§ Given instruction 1: Recast the records as a Markdown table with the columns "Row" and "Line", giving each line a row number and leaving out blank lines. Begin at the first line of the records and stop after the line that contains "x=103, y=73", and omit the pictures.

So it was a beautiful Sunday evening yesterday as I watched the sun go down before chatting in a coffee shop a couple hours in a very relaxing atmosphere where the pace was slow and all were in good cheer. After dark, I slowly packed up my things, placed them in the trunk of my car and made the 12 mile drive through the rolling rural farm country of Oregon that lay between the two larger cities of McMinnville and Salem. As is my custom, I usually drive (only) 5 over the speed limit as I like to look over the small farms and villages along my path to enjoy my life as Sunday is traditionally our day of rest. But sadly, this doesn’t seem to be enough for the majority on the roads anymore as most choose to either ride my bumper angrily, or floor it past me dispensing an angry look, or shaking their heads in disgust as I’m not playing their game their way on my day off.

Remember, I don’t live in urban Chicago here, and it’s not Monday morning ten to nine when most people who are late to work are struggling just to make their parking spot by nine. This is Sunday, and what I’ve noticed about the evolution of Sunday in our modern world is most people do not have enough time over their weekend to turn off their high gear settings to find that place of peace we all claim we’ll get to when we retire, so I propose a truce. This truce will be recognized nationally from this day forward no matter what your age, level of employment, culture, or general attitude. I propose one 24 hour bonanza of general relaxation where none of us rush, all promise to look around while enjoying their drive, agree not to dispense political ramblings on Facebook,  agree not grumble in long grocery lines, but rather turn to a neighbor and discuss how their life is going, agree to watch out for the safety of everyone’s children, and agree to hold a general positive attitude. ALL day.

I think if we can all agree to this one day, we’ll magically find that all our lives will improve five fold, and before you know it, we might even add a second, or possibly third truce day in the future.


It’s Just A Fantasy


Ok, here’s the kind of weird ass fantasies I find myself daydreaming when I’m bored walking around with the dog. I see this teeny, beat up motorboat today with peeling paint and sun faded windshield in a parking lot. I think to myself, how cool would it be to buy this thing, put like 300 pounds in the front to keep it from flipping before buying the most powerful motor on the market and strap it on the back. I then take it to like the most expensive lake community in America where people have those $200,000 speed boats they sun on and just kick their ass in this beat up fishing boat. There they are showing off to friends when I come out of nowhere passing them at Mach 2 in this total junker. I’d so do this.


Selfie or Your Life?


This past week the Oregon Coast was visited by 40 foot waves caused by a massive storm in the Central Pacific a few days before. Local news broadcast well in advance the danger of the sheer power the water held in crashing against rocks and creating massive undertows, but sure enough, there was no lack of footage the following day featuring horrified relatives tearfully reporting a loved being pulled out to sea.

Meanwhile, about 80 miles inland on Rattlesnake Ridge (state park), drones captured a flock of people walking over a large crack in the earth on a mountain side that was going to slump in the valley below with devastating power (see recent California footage on mud slide). Despite signs being posted along the entire boundary of the park outlining the danger and even threatening arrest, there they were getting selfies.

§ Available records:

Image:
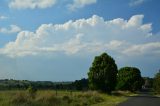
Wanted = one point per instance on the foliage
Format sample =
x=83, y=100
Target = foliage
x=156, y=83
x=129, y=78
x=148, y=82
x=81, y=84
x=48, y=98
x=32, y=91
x=103, y=73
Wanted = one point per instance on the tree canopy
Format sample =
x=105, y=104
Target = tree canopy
x=102, y=74
x=156, y=83
x=129, y=78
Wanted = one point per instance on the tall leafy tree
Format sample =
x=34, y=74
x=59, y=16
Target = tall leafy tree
x=156, y=83
x=102, y=74
x=129, y=78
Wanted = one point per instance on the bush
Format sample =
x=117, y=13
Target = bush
x=20, y=97
x=32, y=91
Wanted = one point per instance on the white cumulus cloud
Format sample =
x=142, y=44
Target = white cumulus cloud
x=84, y=36
x=11, y=29
x=31, y=4
x=136, y=2
x=80, y=4
x=3, y=17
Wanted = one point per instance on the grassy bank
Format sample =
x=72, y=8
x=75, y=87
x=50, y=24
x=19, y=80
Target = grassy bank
x=60, y=98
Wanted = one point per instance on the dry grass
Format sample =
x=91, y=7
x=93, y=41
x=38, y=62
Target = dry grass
x=61, y=98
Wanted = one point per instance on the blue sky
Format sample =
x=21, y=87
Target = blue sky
x=57, y=40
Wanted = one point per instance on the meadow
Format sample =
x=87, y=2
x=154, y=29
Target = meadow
x=59, y=98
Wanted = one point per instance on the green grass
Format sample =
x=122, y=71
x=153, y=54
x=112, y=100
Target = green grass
x=61, y=98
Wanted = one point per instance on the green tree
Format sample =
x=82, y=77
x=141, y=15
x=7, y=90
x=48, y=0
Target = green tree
x=102, y=74
x=129, y=78
x=156, y=82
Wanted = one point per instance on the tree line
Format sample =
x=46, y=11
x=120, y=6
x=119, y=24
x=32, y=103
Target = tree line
x=103, y=76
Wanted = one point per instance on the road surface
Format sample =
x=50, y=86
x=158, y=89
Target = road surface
x=143, y=99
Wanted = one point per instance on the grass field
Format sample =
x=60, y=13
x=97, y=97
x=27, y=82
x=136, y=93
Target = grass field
x=59, y=98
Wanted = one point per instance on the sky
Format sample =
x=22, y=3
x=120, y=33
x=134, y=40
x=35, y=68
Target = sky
x=57, y=40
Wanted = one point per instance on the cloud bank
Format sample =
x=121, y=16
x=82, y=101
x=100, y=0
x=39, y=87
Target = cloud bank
x=85, y=36
x=31, y=4
x=10, y=30
x=136, y=2
x=80, y=4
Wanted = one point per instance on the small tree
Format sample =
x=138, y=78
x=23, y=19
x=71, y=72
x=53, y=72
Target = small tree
x=156, y=82
x=129, y=78
x=102, y=74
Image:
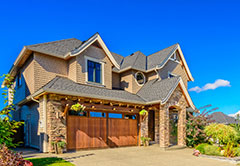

§ Given instruction 2: Give again, word for word, the passage of the blog excerpt that begins at the words "It’s Just A Fantasy" and stops after the words "Selfie or Your Life?".

§ Correct result 1:
| Row | Line |
|---|---|
| 1 | Image: |
| 2 | Wanted = one point per instance on the foliage |
| 3 | Format sample = |
| 4 | x=83, y=100 |
| 5 | Target = foliage |
| 6 | x=156, y=83 |
| 7 | x=129, y=78 |
| 8 | x=148, y=82 |
| 9 | x=81, y=84 |
| 10 | x=48, y=98 |
| 11 | x=32, y=91 |
| 12 | x=103, y=73 |

§ Correct result 2:
It’s Just A Fantasy


Ok, here’s the kind of weird ass fantasies I find myself daydreaming when I’m bored walking around with the dog. I see this teeny, beat up motorboat today with peeling paint and sun faded windshield in a parking lot. I think to myself, how cool would it be to buy this thing, put like 300 pounds in the front to keep it from flipping before buying the most powerful motor on the market and strap it on the back. I then take it to like the most expensive lake community in America where people have those $200,000 speed boats they sun on and just kick their ass in this beat up fishing boat. There they are showing off to friends when I come out of nowhere passing them at Mach 2 in this total junker. I’d so do this.


Selfie or Your Life?